- Task item: Without the images, output each record below as it stands.

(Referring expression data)
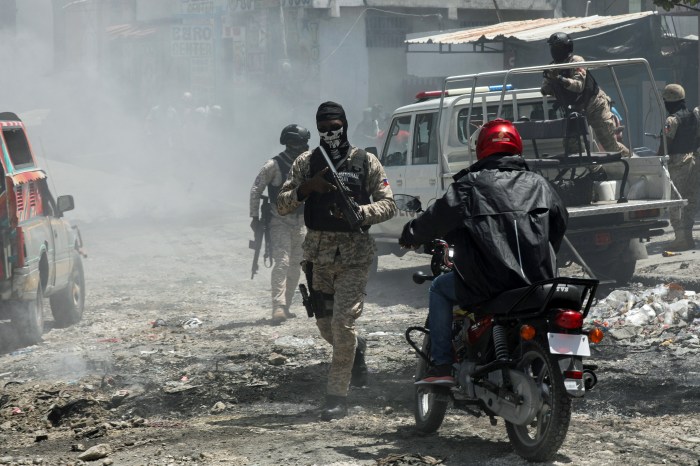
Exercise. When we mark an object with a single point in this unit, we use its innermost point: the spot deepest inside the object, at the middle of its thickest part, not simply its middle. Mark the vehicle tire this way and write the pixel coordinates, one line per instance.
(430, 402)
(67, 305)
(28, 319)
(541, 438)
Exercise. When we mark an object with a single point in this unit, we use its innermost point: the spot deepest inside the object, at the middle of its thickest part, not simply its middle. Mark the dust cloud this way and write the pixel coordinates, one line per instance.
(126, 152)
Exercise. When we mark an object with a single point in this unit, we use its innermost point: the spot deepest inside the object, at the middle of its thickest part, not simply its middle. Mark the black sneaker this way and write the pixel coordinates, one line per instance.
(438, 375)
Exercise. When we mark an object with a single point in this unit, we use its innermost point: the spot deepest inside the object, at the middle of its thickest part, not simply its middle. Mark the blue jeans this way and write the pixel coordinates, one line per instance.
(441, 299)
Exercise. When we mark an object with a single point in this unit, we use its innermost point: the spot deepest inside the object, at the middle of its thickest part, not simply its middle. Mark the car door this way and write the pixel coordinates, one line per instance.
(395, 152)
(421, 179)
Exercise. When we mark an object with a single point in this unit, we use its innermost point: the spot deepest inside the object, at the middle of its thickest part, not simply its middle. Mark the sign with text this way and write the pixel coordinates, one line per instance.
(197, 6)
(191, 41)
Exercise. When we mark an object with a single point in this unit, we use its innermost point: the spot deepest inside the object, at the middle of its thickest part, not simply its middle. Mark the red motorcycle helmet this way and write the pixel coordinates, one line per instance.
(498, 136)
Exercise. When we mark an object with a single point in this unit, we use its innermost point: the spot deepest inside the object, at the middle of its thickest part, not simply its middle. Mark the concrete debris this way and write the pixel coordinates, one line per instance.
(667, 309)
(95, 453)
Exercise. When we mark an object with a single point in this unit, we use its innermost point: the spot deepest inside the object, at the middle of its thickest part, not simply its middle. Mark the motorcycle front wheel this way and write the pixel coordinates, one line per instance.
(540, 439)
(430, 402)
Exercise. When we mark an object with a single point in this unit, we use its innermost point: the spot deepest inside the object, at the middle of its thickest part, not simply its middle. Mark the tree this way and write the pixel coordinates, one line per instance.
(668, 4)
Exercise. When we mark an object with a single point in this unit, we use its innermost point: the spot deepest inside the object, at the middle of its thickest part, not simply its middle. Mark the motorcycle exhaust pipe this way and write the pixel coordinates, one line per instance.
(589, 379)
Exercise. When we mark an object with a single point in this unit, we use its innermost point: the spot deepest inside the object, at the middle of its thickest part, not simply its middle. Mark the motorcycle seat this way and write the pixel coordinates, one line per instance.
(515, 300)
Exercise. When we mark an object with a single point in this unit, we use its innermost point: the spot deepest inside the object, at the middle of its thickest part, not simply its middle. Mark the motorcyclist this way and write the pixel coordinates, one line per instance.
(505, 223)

- Exercise output:
Exercise. When we mark an object with a single point in this unit, we use its innermost point: the spot deepest inside the object, at the middle of its thickest part, not simply its middle. Mark the vehicle tire this way and write the pixel coordinates, one line per instance.
(430, 402)
(67, 305)
(28, 319)
(541, 438)
Exercise. When we mark an object with a single point in this unit, we use its innermost point: the spot deepest inside the object, at the middle of its thickest part, not simply its middle. Mark the dust cloud this way and write the pixel coordinates, one line per instance.
(126, 152)
Exercise. When we mark an object with a single point in this unit, we use its innermost point: the spot deepest inside the object, at the middle of its thickest part, not simply its middle. Mark the black sneaker this way and write the pixel coordinates, one line per instance.
(438, 375)
Exercise. When we mark an object with a single point in this unit, we use its innermost point: the spot deepest inside the object, at the middle of its thickest part, not simply its middle. Mark the blue jeans this way and write the pixel coordinates, one line per instance.
(441, 299)
Exercise. When we mark an object with a single point in this unit, we use its innermost point: the spot deepest inside the object, at the middle of its thickest part, not simply its middle. Mark the car door this way and write the pixel coordinates, one line per instance.
(395, 152)
(421, 179)
Exercise. When we mark an object with a single point in this unit, we use its innermost point: the spot deepest inside the object, at the middle of its thickest part, not simply its middle. Mark the sign with text this way and write the pixel coordinates, one line per instance.
(197, 6)
(191, 41)
Exercise. When we mark an object with a single point in this unit, we use its innermost point: the spot deepest inside the object, at the middle of its thickest part, not simply its middle. Mark the red motorcycle helmet this way and write the pixel coordinates, one line per instance.
(498, 136)
Exercise. When we mark an object with a single point in this unit, we use its innermost point: the spot deepest inside the object, at the middle of its thickest part, not simply its middle. Mark the concrete debris this way and write the pixel coordinates, one line per instance.
(667, 309)
(95, 453)
Exercise. When we mark an object with a single point in this unit, we use its innermost point: the spot deepest inside the object, at the middle of its thickest part, not simply its middle. Mark the motorcycle front wheel this way and write the pixel coordinates, one line per instance.
(540, 439)
(430, 402)
Exercise. When we mark an object with a single point in this unit, we use its innermost point: the spot deepest inside the object, at the middle of its thickest part, not simply its middle. Mark the tree this way and write the pixel coordinates, one line per instance.
(668, 4)
Exercise. When we mark an object with a single point in this unit, we use its innermost point: the spot deepest inside the object, at the middle of its thickest part, not simply its middle. Mark the motorcycle exhaust pipe this way and write the pixel coordinates, one line per instance.
(589, 379)
Exercise. When we mark an object with a single point in this unit, we use its innermost point: the spot deepest inside the object, at the middle of its thickest part, not simply its middle. Mark the motorcycle seat this way and write the pixel coordinates, one line per instance.
(515, 300)
Exercise. When we mark an object with a single point in this unit, we use its innermost point: the spot deepest inside the object, at the middle of its thickest part, not simply its middle. Mark the motorcyclist this way and write the pixel coordinates, one line per instance.
(505, 223)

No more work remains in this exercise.